## Work instruction
Everything from the line with "where the sword" to the end of the material is to be retyped exactly, both ends included, and nothing else.

## Data for processing
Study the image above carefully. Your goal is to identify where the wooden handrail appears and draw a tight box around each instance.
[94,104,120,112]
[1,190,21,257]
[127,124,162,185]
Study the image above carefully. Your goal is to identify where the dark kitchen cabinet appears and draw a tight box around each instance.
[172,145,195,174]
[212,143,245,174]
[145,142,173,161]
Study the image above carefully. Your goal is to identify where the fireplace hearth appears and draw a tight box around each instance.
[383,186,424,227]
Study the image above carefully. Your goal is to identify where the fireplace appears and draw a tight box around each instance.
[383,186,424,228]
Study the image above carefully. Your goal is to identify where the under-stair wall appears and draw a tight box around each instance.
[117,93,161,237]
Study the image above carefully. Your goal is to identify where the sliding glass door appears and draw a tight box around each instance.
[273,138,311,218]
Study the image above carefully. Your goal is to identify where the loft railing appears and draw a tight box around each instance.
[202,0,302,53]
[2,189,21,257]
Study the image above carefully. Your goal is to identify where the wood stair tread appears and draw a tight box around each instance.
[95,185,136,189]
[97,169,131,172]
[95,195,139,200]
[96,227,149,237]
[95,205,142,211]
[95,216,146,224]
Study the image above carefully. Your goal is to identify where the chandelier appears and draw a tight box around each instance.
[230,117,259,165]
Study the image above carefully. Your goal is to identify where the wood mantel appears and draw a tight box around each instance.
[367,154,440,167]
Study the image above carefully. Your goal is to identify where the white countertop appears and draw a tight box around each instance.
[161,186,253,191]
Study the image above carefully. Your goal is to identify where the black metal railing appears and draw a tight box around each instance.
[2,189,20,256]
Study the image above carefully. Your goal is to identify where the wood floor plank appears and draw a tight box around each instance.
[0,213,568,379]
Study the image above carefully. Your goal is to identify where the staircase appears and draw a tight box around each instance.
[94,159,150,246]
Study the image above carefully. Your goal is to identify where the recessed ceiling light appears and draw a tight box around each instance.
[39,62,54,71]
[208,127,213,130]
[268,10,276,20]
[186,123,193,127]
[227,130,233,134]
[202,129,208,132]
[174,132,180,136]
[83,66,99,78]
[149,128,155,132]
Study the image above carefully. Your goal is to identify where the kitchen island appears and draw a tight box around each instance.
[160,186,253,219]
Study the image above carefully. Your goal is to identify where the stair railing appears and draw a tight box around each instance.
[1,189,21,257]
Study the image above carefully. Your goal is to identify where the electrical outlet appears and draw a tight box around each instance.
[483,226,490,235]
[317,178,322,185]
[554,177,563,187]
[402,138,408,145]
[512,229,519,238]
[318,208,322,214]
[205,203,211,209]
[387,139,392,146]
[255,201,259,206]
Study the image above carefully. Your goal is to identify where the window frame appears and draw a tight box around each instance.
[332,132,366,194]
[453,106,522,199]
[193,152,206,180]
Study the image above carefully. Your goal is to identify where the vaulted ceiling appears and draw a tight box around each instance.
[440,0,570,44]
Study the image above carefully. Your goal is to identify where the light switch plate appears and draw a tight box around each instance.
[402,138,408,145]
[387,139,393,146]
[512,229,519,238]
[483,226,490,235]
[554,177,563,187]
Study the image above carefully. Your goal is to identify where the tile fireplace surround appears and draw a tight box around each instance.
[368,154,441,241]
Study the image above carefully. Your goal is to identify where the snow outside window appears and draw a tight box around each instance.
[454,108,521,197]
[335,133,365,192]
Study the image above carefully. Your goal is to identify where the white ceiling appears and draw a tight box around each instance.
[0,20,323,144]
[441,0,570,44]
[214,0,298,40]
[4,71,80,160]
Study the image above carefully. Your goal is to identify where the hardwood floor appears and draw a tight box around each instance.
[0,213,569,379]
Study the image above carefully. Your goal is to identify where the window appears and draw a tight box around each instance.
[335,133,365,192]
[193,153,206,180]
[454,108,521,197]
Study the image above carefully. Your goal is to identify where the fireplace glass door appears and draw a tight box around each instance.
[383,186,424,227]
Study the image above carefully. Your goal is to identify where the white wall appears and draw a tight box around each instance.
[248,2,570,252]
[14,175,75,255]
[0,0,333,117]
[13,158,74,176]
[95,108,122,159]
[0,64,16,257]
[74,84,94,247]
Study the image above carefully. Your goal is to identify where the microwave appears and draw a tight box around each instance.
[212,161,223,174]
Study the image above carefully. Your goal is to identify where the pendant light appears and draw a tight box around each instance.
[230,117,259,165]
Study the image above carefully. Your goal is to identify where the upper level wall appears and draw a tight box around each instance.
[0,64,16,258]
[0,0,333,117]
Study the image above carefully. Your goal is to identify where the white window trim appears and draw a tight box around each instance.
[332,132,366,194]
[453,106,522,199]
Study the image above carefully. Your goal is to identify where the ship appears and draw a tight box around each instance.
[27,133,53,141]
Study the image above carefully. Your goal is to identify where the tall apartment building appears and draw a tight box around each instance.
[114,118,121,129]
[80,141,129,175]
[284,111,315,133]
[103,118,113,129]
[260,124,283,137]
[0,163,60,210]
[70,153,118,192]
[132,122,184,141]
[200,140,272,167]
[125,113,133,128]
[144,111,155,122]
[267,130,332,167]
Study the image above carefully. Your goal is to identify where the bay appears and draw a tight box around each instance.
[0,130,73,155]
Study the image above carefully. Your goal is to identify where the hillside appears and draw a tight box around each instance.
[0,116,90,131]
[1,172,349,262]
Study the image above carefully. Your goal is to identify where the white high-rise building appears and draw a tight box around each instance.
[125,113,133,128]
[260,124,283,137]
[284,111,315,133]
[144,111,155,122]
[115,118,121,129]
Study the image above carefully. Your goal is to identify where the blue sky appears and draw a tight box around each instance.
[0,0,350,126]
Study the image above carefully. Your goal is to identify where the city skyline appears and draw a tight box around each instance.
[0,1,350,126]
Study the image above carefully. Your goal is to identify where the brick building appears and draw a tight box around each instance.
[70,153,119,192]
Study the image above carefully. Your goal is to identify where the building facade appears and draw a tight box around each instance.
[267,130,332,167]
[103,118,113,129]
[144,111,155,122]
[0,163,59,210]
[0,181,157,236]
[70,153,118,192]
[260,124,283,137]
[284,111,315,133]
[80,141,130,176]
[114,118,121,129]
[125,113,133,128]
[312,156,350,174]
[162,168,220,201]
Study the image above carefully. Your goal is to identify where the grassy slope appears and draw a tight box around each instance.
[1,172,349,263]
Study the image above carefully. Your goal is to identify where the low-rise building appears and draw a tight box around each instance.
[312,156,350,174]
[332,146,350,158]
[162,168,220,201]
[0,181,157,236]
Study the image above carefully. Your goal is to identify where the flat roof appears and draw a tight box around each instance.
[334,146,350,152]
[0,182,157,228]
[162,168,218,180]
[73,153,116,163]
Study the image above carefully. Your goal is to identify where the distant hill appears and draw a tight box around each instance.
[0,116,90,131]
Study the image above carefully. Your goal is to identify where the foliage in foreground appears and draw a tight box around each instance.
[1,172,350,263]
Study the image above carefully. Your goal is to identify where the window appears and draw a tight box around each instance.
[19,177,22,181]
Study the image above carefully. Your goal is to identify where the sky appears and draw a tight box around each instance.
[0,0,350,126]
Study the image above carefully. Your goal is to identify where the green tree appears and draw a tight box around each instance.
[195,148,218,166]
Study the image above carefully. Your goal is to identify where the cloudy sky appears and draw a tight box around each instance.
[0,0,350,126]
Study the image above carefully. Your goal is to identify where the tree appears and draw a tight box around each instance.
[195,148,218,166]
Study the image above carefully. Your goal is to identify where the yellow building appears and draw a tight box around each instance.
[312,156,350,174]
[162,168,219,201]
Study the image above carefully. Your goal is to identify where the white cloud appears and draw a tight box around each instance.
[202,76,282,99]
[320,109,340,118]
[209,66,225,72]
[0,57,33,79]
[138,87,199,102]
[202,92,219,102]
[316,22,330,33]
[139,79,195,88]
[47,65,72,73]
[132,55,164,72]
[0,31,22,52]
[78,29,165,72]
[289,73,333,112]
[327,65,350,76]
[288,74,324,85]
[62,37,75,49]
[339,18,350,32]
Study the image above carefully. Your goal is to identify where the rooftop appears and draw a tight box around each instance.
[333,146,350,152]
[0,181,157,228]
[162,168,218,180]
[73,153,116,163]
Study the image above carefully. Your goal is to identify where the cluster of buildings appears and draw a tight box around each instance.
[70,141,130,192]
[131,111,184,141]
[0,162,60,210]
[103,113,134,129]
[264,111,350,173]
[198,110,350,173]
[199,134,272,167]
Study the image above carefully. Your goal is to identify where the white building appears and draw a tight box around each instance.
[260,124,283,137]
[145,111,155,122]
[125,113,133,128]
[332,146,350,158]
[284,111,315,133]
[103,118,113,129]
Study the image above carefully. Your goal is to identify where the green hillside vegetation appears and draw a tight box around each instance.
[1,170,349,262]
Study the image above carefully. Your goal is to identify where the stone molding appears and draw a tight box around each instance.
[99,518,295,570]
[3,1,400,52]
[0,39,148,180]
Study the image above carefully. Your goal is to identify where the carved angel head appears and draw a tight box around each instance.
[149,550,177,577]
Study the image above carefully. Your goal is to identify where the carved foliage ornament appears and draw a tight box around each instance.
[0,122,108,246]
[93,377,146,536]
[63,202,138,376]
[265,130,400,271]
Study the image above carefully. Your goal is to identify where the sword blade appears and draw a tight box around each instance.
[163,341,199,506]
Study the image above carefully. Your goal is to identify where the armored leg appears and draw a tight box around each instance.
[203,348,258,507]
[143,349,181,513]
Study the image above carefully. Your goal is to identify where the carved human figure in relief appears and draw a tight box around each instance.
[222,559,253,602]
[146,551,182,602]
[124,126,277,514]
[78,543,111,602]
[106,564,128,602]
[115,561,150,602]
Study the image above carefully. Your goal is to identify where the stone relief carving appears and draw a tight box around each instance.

## Answer to the exercise
Study the image above carefully. Your goal is to identify where the sword blade appears and draw a tight box around each instance.
[163,341,199,506]
Study the image above carefully. Your goal is to identify where the armored leg appears and draw a tight box around each instance.
[203,348,258,507]
[143,349,181,513]
Study the image above carefully. Your goal is to identify where the carved human figure in relief appears and draw a tight box around each instance.
[222,559,253,602]
[146,551,182,602]
[124,126,277,514]
[78,543,111,602]
[106,564,128,602]
[115,561,150,602]
Study the image above carefully. Your goal is to identify where the stone relief carving appears and draw a tight box around each instance.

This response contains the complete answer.